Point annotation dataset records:
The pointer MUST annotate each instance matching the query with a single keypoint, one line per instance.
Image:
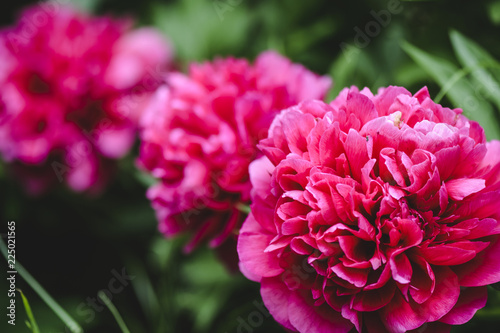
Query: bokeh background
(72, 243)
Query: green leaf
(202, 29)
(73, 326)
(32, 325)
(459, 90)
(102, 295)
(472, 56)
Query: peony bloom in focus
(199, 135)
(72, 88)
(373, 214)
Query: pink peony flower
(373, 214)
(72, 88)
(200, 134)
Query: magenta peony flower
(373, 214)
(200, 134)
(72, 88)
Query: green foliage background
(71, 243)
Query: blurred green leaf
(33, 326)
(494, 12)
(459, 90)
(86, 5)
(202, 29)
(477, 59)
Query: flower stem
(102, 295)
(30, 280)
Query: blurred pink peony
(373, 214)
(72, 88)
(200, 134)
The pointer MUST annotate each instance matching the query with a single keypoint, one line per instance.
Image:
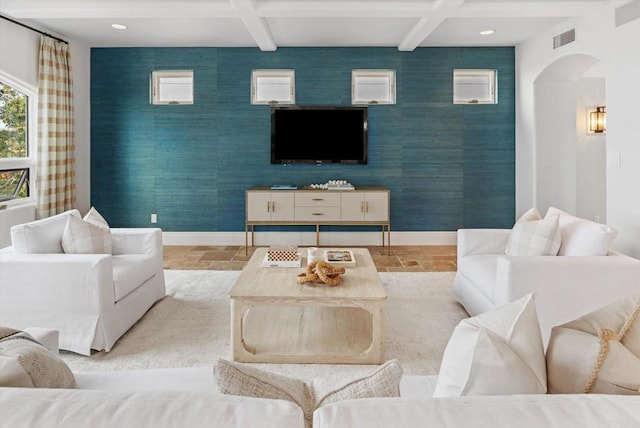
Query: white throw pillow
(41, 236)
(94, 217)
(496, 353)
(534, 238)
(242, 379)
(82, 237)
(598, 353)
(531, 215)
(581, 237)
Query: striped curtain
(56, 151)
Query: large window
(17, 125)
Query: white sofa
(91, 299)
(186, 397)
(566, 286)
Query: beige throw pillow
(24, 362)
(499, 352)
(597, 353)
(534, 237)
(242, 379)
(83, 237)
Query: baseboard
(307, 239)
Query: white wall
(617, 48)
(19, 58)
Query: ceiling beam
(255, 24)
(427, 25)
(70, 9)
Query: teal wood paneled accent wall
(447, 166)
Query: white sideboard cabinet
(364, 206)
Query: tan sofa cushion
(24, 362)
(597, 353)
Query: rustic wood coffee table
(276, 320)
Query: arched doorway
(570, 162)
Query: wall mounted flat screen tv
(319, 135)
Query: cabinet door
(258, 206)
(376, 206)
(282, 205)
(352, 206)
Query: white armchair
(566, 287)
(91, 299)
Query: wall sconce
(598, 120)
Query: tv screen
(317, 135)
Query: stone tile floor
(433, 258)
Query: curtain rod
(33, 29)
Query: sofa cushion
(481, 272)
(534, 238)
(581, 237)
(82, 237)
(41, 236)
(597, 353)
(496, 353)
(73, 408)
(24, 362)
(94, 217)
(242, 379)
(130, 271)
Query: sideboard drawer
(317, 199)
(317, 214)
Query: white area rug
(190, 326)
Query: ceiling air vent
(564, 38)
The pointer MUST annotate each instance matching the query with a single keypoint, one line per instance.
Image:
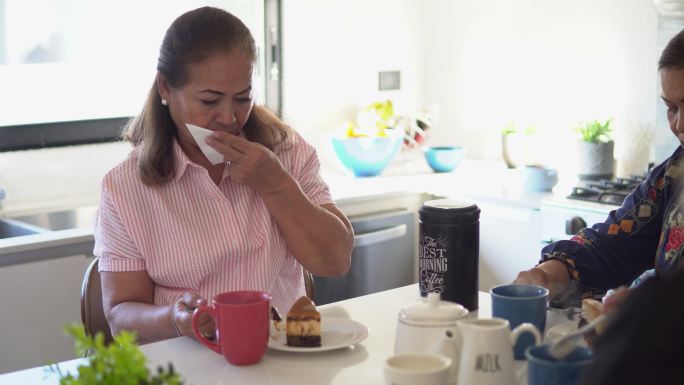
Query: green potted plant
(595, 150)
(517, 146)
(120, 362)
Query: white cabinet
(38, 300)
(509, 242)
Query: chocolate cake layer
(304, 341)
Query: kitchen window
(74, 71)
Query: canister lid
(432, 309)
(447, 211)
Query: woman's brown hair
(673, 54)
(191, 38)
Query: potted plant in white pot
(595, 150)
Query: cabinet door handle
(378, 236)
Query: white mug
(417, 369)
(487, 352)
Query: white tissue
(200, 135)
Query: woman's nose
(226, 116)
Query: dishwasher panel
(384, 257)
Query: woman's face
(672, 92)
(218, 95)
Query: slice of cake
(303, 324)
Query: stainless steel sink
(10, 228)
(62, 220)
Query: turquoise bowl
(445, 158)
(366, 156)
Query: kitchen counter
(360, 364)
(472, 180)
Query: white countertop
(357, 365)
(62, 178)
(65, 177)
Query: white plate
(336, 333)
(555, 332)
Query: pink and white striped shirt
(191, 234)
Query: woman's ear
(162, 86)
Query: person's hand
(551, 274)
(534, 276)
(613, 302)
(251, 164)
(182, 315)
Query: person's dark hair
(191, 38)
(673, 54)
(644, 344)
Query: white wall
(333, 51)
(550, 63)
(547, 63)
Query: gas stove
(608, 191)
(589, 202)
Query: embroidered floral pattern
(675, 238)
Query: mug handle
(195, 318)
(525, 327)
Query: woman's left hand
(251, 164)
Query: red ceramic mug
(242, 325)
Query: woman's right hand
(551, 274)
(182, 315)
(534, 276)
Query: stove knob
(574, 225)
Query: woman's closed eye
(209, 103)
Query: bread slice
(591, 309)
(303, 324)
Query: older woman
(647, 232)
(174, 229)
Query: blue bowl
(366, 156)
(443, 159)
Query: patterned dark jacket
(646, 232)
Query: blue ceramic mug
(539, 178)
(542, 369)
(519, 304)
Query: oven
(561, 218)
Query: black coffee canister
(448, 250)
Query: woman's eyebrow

## Problem details:
Starting with the line that contains "Query: white cabinet", repeat each line through the last one exactly as it appears. Include both ends and nothing more.

## Complete answer:
Query: white cabinet
(38, 300)
(509, 242)
Query: chocolate cake layer
(304, 341)
Query: kitchen window
(74, 71)
Query: canister lid
(432, 309)
(447, 211)
Query: woman's brown hair
(673, 54)
(191, 38)
Query: potted plant in white pot
(595, 150)
Query: cabinet door handle
(378, 236)
Query: white mug
(417, 369)
(487, 352)
Query: white tissue
(200, 135)
Query: woman's nose
(226, 116)
Query: dishwasher panel
(384, 257)
Query: woman's face
(672, 92)
(218, 95)
Query: slice of cake
(303, 324)
Query: stainless steel sink
(10, 228)
(62, 220)
Query: turquoise bowl
(445, 158)
(366, 156)
Query: kitchen counter
(360, 364)
(472, 180)
Query: white countertop
(357, 365)
(62, 178)
(65, 177)
Query: white plate
(336, 333)
(555, 332)
Query: pink and white striped shirt
(191, 234)
Query: woman's ear
(162, 86)
Query: person's hand
(551, 274)
(534, 276)
(613, 302)
(251, 164)
(182, 315)
Query: person's dark hair
(191, 38)
(673, 54)
(644, 344)
Query: white wall
(333, 51)
(550, 63)
(547, 63)
Query: gas stove
(608, 191)
(589, 202)
Query: embroidered floral pattern
(675, 238)
Query: mug handle
(195, 318)
(525, 327)
Query: woman's left hand
(251, 164)
Query: red ceramic mug
(242, 325)
Query: woman's right hand
(551, 274)
(182, 315)
(534, 276)
Query: stove knob
(574, 225)
Query: woman's closed eye
(209, 103)
Query: bread slice
(591, 309)
(303, 324)
Query: older woman
(647, 232)
(174, 229)
Query: blue bowl
(366, 156)
(443, 159)
Query: patterned dark jacket
(646, 232)
Query: blue ceramic mug
(539, 178)
(542, 369)
(519, 304)
Query: oven
(561, 218)
Query: black coffee canister
(448, 250)
Query: woman's eyebrow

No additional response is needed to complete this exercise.